● **WORK REQUIRED**: Without the pictures, can you quote each line below exactly?
── RECORDS FOR PROCESSING
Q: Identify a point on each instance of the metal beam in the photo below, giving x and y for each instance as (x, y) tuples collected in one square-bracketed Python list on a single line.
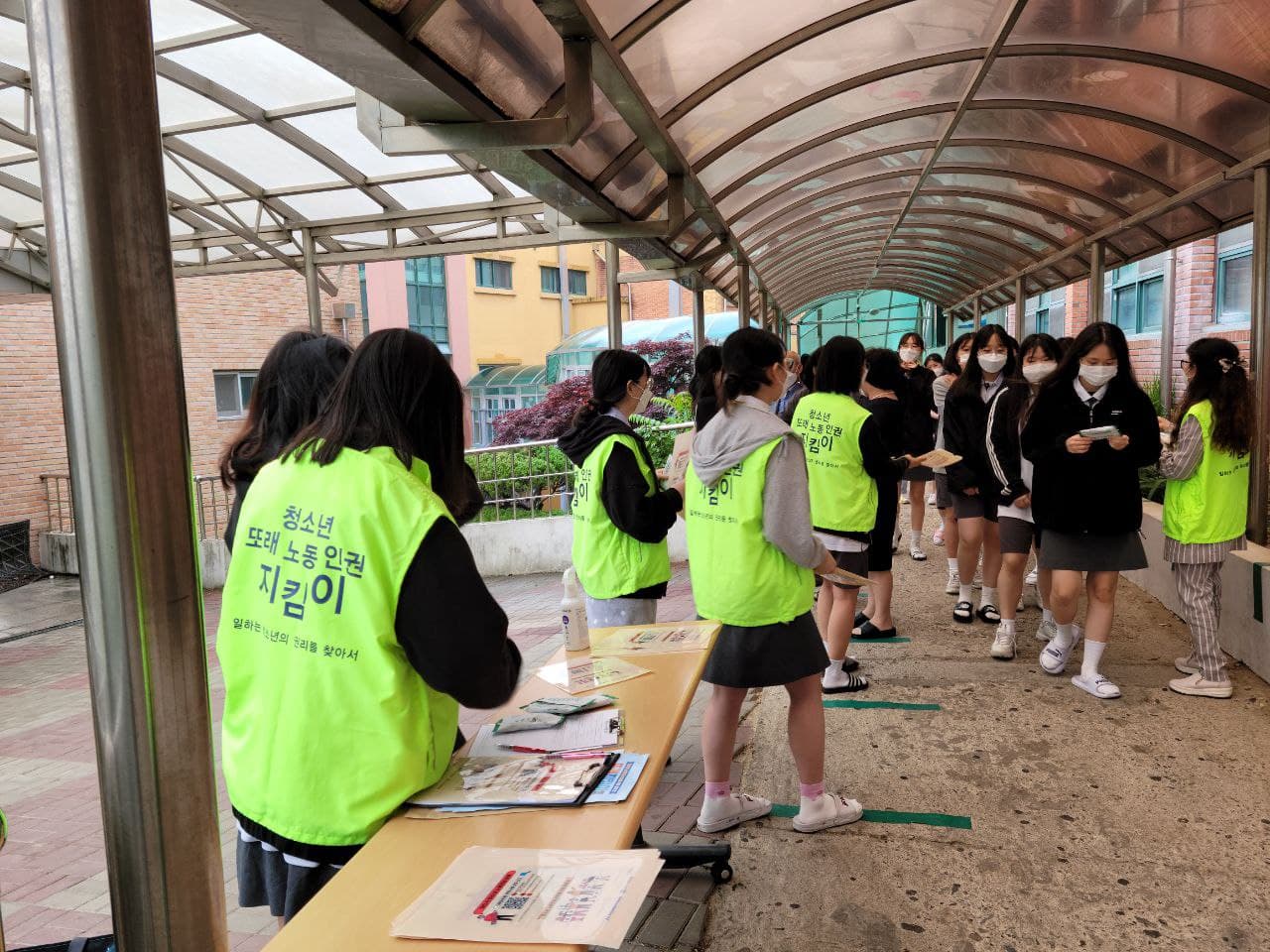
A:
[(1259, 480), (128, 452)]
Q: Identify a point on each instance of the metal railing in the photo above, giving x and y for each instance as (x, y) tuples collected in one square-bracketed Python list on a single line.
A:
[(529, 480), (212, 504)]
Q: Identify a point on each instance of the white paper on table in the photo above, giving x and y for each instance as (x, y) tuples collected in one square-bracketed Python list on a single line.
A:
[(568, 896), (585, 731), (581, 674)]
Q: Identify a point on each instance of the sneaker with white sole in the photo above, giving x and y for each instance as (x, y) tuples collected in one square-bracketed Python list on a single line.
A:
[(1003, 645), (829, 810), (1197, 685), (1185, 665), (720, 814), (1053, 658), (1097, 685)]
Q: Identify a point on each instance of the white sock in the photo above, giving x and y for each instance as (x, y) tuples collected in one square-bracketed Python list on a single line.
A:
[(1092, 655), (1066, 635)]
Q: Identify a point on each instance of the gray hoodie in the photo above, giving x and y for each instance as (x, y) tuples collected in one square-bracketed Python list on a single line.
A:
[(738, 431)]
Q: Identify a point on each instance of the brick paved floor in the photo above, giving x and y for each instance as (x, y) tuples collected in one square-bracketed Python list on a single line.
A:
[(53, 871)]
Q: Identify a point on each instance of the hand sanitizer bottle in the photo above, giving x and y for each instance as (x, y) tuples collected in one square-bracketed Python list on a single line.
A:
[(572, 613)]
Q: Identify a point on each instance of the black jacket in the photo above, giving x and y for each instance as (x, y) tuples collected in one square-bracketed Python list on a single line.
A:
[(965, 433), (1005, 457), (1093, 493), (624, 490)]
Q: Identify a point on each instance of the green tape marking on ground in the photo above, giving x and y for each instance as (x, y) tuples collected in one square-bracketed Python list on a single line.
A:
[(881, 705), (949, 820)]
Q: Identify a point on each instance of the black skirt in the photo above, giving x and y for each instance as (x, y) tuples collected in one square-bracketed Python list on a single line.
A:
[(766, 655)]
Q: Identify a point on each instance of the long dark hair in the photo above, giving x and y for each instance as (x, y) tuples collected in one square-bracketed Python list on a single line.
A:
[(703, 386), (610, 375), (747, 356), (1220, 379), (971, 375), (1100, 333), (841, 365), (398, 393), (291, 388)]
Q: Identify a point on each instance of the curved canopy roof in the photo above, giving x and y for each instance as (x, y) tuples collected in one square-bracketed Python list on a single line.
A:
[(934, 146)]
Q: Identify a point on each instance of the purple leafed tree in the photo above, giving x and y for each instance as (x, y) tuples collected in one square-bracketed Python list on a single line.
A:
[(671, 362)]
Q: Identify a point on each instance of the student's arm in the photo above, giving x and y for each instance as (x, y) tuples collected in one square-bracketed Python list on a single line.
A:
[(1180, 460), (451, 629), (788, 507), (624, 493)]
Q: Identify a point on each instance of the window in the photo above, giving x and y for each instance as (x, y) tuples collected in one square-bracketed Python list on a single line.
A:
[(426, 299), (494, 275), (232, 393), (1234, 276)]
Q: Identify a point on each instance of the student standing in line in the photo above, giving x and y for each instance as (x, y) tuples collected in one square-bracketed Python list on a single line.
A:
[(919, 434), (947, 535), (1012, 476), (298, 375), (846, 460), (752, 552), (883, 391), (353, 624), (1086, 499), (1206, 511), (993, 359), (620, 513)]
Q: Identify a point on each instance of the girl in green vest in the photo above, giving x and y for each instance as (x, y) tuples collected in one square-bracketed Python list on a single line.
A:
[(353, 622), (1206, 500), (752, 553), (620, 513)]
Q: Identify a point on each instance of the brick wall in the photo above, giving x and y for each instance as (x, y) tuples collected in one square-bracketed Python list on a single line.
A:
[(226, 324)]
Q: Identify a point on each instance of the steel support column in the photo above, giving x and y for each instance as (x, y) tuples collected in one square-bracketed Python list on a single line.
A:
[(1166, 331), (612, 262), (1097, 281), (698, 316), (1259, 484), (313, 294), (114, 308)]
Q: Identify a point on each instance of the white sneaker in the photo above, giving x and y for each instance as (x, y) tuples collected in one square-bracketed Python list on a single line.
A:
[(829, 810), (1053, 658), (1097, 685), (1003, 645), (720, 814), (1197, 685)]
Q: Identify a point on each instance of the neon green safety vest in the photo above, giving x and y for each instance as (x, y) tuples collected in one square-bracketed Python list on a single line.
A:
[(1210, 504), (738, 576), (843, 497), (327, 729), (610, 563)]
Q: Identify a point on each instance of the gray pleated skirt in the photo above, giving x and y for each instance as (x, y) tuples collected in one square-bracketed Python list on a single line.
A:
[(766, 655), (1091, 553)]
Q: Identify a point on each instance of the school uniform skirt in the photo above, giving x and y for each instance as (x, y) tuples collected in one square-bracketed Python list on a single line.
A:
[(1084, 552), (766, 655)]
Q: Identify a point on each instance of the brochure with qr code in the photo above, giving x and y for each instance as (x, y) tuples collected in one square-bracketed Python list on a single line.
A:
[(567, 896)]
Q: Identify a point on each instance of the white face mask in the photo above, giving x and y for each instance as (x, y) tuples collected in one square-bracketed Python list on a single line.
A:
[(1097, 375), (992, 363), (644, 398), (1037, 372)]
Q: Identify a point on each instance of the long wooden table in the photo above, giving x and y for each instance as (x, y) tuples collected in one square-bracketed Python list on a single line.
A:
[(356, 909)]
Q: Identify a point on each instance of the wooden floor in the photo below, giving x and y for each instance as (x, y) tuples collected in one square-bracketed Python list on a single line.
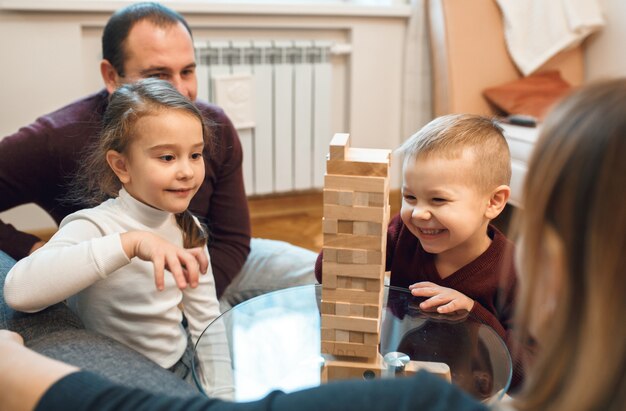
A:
────
● **ANSWER SPACE**:
Q: Identify a point on each instance of the metal beam in the photo below, giving x and y for each instance as (x, y) tuples collected in one square-bracketed Python list on a single line.
A:
[(1259, 480), (128, 452)]
Q: Identify a point on each instance of the metal railing in the photo above, giving x and y for each instance as (x, y) tuples collected in one square-bracketed Python list on a single line.
A:
[(529, 480), (212, 504)]
Q: Identify a point on each instance of the white paper on table in the photo above, giving x and y for each instance as (x, y) tuples collected in one square-bracketed Python list on a single line.
A:
[(568, 896), (585, 731), (581, 674)]
Q: Identify a point on each instance of the sneaker with white sole in the photo above, giving x and y for each instance as (x, y) tuples collected in one square-bracketed Python list on a single line.
A:
[(1003, 645), (829, 810), (1197, 685), (1185, 665), (720, 814), (1053, 658), (1097, 685)]
Q: Identify a point on each instance of the white sock in the photo above, giving x and y for each instance as (x, y) tuples collected in one square-bracketed Python list on a single line.
A:
[(1092, 655), (1066, 635)]
Q: Identify a point on each instance of the gray hoodie in the photo above, giving x and y for each instance as (x, y) tuples collected in one square-bracketed Python list on a single line.
A:
[(738, 431)]
Q: Identify a point on each instance of the brick paved floor in the photo above, giving x and y for each instance as (x, y) tuples collected in one square-bracketed Python list on a single line.
A:
[(53, 871)]
Q: Identify a point on each instance of the hand sanitizer bottle in the photo above, giving x and y for each instance as (x, y) tuples collected in one square-bracketed Python list on a single line.
A:
[(572, 613)]
Q: Identify a point on each instance of the black jacket in the photo above, giving x and y for each instance as (x, y) tuples collected in one square-bracketed Python list on a single line.
A:
[(965, 433), (1005, 457), (1093, 493), (624, 490)]
Q: Identify a point on each instance of the green tape marking on ground in the photo above, giving x and y for each instance as (x, y) tuples collected in one square-bracketed Python list on a single line.
A:
[(881, 705), (949, 820)]
Q: Identify a point on each instance of the black skirt in the photo above, giving x and y for each instance as (x, y) tuples collected in one square-bracketed Python list on a single line.
A:
[(766, 655)]
Q: Identify a point on each instance of the long dark hair in the photo above, giving x and y for each instance as (x, y) tuples collected in one square-bracketed Python list on a single line.
A:
[(703, 386), (610, 375), (747, 356), (1220, 379), (971, 375), (1100, 333), (841, 365), (398, 393), (291, 388)]
Q: Identify a point on each instance of the curved canopy roof in the photo above, giving x and y for each instance as (x, y) tuples collected in one square-bracketed Python list on a single line.
A:
[(934, 146)]
Q: Identify a point on each instance of the purple leafed tree in the photo above, giving x and y for each instance as (x, y) tuples collected in one square-bracketed Python list on a single line.
A:
[(671, 362)]
Q: Identify a point on each instance of the student's arm in the photo above, giving x and y for each instance as (x, y) tuples collected in one square-bracketed Python list on a single line.
A:
[(1180, 460), (451, 629), (788, 507), (624, 493)]
Q: Identify a point on each instance of the window in the photo above, giving x and y for each instance as (x, y) tuples collected in one square-bracketed Python list on a single line.
A:
[(426, 299), (494, 275), (232, 393), (1234, 276)]
Q: Identify a point on each instance of the student standing in line in the photo above, giving x and y for each instance as (x, y) tuples collected in one square-bracketed Python list on a single line.
A:
[(919, 434), (947, 535), (1012, 476), (298, 375), (846, 460), (752, 552), (883, 391), (353, 624), (1086, 499), (1206, 511), (993, 359), (620, 513)]
Q: Identify a point on each instance of the girl in green vest in the photo above, giving x and y for each instance as (x, y) tuples collected in one square-bracketed Python list on a single line.
A:
[(353, 622), (1206, 500), (752, 553), (620, 513)]
Q: Identify a point on each instance of the brick wall in the photo above, giving x and y for each instance as (x, y) tuples collected in one square-bracketed Python list on a single line.
A:
[(226, 324)]
Q: Identify a point on each instance of the steel support column in the photo above, giving x and y for each instance as (x, y) tuples collected in one square-bracketed Python list on a single line.
A:
[(1166, 331), (612, 262), (1097, 281), (698, 316), (1259, 484), (313, 294), (114, 308)]
Q: Identify a point on each instance of the white sneaker in the photo above, giving x and y for each instance as (x, y) tuples collected in one square-bracketed Python list on a single line.
A:
[(829, 810), (1053, 658), (1097, 685), (1003, 645), (720, 814), (1197, 685)]
Q: Identify a point on each instance of the neon green safety vest in the photo above, giving x and y for each instance as (x, y) tuples collected in one square-bracketed Python list on a single line.
A:
[(1210, 504), (738, 576), (843, 497), (327, 729), (610, 563)]
Q: Identify a point on each instance of the gray pleated skirt in the photo above, giving x and y for each instance as (x, y) tuples collected in one square-bracketed Python list on a single line.
A:
[(766, 655), (1091, 553)]
Q: Identify a point on each instance of the school uniform skirt in the photo above, giving x and y for each instance as (x, y) tuples collected in one square-bracketed Python list on a single line.
A:
[(1084, 552), (766, 655)]
Q: Identify a point on each instance of the brochure with qr code in the photo above, giving x and y for each instance as (x, y) tuples collected in one square-bracketed Python list on a single line.
A:
[(567, 896)]
Q: Identify a point on each instance of the white face mask in the photo above, giving x and y for each instance as (x, y) tuples collected in one square-bracketed Python list on a single line.
A:
[(1097, 375), (992, 363), (644, 398), (1037, 372)]
Q: Identify a point on each instance of the long wooden table in the photo above, giving x and y for each instance as (x, y) tuples collected in one square-bracketed Python list on a single line.
A:
[(356, 909)]
Q: Identify a point on each instance of the wooden floor in the photo below, giving x and y for each instance as (x, y) tuples collected in one square-bracketed Python list on a single line.
A:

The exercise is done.